To address the read amplification, we adopt a two-stage fine-grained reading strategy. At the device stage, *EV Translator* is used to translate EV lookup indices, and *EV Merger* takes charge of merging the scattered qualified EV lookup results returning by *EV-FC*. At the flash channel stage, *EV-FC* only fetches the desired EV data from flash channels.

**MMIO Manager** is dedicated as EV lookup interface. As shown in Figure 5, EV-SSD supports both block I/O requests and EV lookups, which are handled by the *NVMe Controller* and *MMIO Manager* separately. The *MMIO Manger* supports both host-side memory interface and DMA mode data transmission. The former method can write the EV Register (EV Reg.) directly. It is used to exchange small control parameters with low latency, such as embedding table ID. The DMA transmission is applied to transfer data blocks in bulk, including the lookup EV indices and qualified EVs.

EV Translator is designed to parse the EV index in a table to the LBA. As shown in Figure 6, when a batch of EV lookups comes, the host side informs the EV translator with table ID and batch size and sends indices group to the Index Buffer in DMA mode. EV-SSD side translates the EV request according to the following steps: (1) EV Translator fetches the metadata of the requested table to the SRAM for faster access. (2) Read EV Req fetches one index from the Index Buffer each time. (3) The extent ID of the current index is calculated by repeatedly comparing with the index ranges. (4) According to the extent ID, the start LBA of the EV is determined. (5)



Figure 5: EV-SSD architecture.

Based on the index offset in this extent and  $EV_{\text{Dimension}}$ , we figure out the final LBA of the EV. To achieve the fine-grained reading, the size of read request is set to matching with the EV size,  $EV_{\text{size}} = EV_{\text{Dimension}} \cdot \text{sizeof}(float)$ .

# INFORMATION SUPPLIED
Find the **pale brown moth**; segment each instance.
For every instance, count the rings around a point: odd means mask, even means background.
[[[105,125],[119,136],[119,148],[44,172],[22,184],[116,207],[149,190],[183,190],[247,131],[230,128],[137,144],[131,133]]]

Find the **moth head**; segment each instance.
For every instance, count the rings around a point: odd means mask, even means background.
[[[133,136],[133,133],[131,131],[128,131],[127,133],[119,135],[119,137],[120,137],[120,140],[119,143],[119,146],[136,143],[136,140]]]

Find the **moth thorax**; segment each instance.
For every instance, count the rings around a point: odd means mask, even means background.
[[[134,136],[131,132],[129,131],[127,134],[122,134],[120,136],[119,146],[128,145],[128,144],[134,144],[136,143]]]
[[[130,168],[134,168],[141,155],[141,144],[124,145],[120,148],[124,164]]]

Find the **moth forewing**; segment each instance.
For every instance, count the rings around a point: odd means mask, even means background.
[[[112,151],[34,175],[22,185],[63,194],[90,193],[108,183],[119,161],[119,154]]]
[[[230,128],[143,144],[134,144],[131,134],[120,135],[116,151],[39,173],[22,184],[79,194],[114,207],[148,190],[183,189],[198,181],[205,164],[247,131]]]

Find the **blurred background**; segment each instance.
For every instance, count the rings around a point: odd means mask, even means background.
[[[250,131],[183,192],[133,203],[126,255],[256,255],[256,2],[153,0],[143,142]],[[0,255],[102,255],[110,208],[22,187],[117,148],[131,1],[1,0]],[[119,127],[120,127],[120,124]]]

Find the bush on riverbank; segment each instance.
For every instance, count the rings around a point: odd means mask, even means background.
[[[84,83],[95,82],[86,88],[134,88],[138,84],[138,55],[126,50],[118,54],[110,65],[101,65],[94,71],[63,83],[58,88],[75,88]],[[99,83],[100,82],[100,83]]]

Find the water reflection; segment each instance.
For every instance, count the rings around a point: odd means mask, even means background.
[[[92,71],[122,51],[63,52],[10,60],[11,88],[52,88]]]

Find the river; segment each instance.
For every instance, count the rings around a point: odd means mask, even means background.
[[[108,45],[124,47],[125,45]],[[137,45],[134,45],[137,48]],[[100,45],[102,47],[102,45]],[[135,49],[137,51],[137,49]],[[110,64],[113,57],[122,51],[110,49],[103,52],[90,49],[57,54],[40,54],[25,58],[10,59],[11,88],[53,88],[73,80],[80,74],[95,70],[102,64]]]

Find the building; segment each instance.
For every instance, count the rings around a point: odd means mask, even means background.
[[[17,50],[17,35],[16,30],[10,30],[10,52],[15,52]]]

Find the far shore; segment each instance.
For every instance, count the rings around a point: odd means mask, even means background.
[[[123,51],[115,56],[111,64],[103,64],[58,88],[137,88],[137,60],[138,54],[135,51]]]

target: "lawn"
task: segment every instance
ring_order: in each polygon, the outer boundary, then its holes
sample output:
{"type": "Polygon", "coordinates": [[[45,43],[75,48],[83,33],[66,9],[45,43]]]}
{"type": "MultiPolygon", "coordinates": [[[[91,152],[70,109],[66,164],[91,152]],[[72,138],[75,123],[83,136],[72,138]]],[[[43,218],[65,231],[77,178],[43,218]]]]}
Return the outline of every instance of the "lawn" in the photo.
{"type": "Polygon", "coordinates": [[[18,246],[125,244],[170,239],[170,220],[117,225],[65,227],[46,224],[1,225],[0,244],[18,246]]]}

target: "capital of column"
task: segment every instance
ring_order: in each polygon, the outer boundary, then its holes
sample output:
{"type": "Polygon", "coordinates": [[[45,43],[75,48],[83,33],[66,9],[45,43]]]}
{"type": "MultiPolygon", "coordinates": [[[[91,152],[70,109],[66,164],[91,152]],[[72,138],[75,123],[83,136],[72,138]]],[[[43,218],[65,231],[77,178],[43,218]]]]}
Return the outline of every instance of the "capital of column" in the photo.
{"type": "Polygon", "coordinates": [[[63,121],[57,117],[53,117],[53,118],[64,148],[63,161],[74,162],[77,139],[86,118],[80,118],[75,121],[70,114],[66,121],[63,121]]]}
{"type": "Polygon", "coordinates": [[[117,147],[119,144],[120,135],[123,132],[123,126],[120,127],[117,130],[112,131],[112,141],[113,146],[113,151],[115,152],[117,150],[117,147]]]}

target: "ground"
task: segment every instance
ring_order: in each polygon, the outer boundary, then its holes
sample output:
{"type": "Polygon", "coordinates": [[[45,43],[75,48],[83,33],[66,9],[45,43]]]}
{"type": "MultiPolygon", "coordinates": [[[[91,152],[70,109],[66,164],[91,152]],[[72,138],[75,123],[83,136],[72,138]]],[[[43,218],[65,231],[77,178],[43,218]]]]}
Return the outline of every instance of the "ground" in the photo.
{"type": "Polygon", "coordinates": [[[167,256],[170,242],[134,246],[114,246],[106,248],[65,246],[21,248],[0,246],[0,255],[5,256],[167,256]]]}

# WORK TO COMPLETE
1. In the EV-SSD passage, which component handles block I/O requests?
2. Extend the EV-SSD passage, starting right after its final sentence about setting the read request size to match the EV size.
The items have no connection to the EV-SSD passage.

# ANSWERS TO THE TASKS
1. The NVMe Controller handles block I/O requests.

2.
Figure 6: Working mechanism of EV Translator.

In order to fully utilize the parallelism of flash channels, FTL algorithm is designed for striping EVs on all flash channels, with the stripe unit size  $EV_{\mathrm{flash\_size}} = \lceil \frac{EV_{\mathrm{size}}}{\#channel\cdot CH_{\mathrm{witdh}}} \rceil \cdot CH_{\mathrm{witdh}}$ . After FTL translation, the physical block read requests are assigned to the related EV-FC.

**EV-FC.** The minimal storage unit of flash memory is the page. When performing a single page read, the whole page data are flushed from the flash cell to the flash buffer (marked in green in Figure 5) and then transferred to the outside controllers. Thanks to this characteristic, the data transfer can start from the offset, and size is configured to  $EV_{\rm flash\_size}$  when performing the EV reading request. We drop the remaining data on this page due to the overall poor locality of the embedding workload. The read latency of data transfer is reduced to  $EV_{\rm flash\_size}/P_{\rm size}$  of the original transfer time due to the flash channel stage fine-grained reading.

*EV Merger* is in charge of merging EVs from different channels, which will be kept in the *Qualified EV Buffer* temporarily. When the batch of EV lockups are all finished, the status register in *EV Reg.* is set to ready. Before reading SSD results, the host will check the result status register in SSD first using MMIO. Once it is ready, data in *Qualified EV Buffer* will be transmitted to the host in DMA mode.

## 3.3 Embedding Vector Cache

EV-Cache Workflow. We incorporate an in-memory embedding vector cache for each embedding table that resides in SSD to exploit the embedding vectors reuse. Figure 7 shows the workflow of embedding table lookup with EV-Cache. EV-Cache employs dedicated bitmap as filters to prune paths early. It takes hints of the access count from the bitmap to determine whether an embedding vector should be cached or bypassed. If the access history bits indicate high locality than a user-specified threshold t, it will look up and load corresponding internal vectors from the embedding vector cache. Otherwise, the requests bypass the embedding table cache. Together with those missed in the embedding vector cache (a rare case), they are forwarded to SSD to initiate an SSD embedding lookup. Embedding vectors loaded from SSD will send back to the upper layer for further process. If the access count is greater than or equal to the threshold after this access, we will add newly fetched embedding vectors to the embedding table cache. Embedding cache reduces the quantity of SSD requests thanks to the moderate locality, reducing SSD accesses.



Figure 7: Workflow of embedding lookup.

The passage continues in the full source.